Request:
The data below should be printed in full, exactly, and without any of its images.
==== Provided records ====
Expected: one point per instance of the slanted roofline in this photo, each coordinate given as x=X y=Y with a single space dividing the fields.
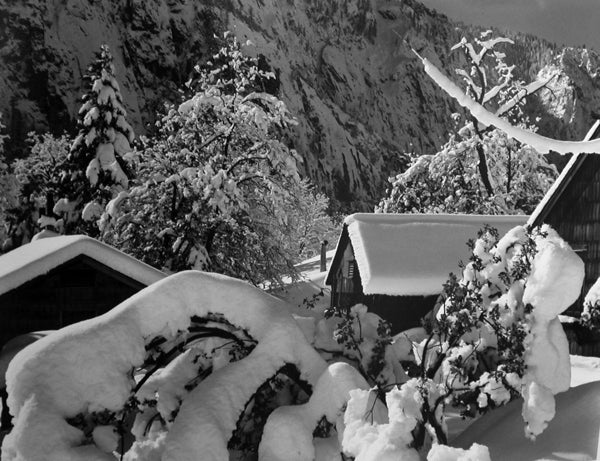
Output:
x=41 y=256
x=553 y=195
x=410 y=254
====
Result of the task:
Expected: one point per instance of the slanted roofline in this photo, each coordinate given as x=X y=Y with a single space dividing the fields.
Output:
x=41 y=256
x=553 y=195
x=410 y=254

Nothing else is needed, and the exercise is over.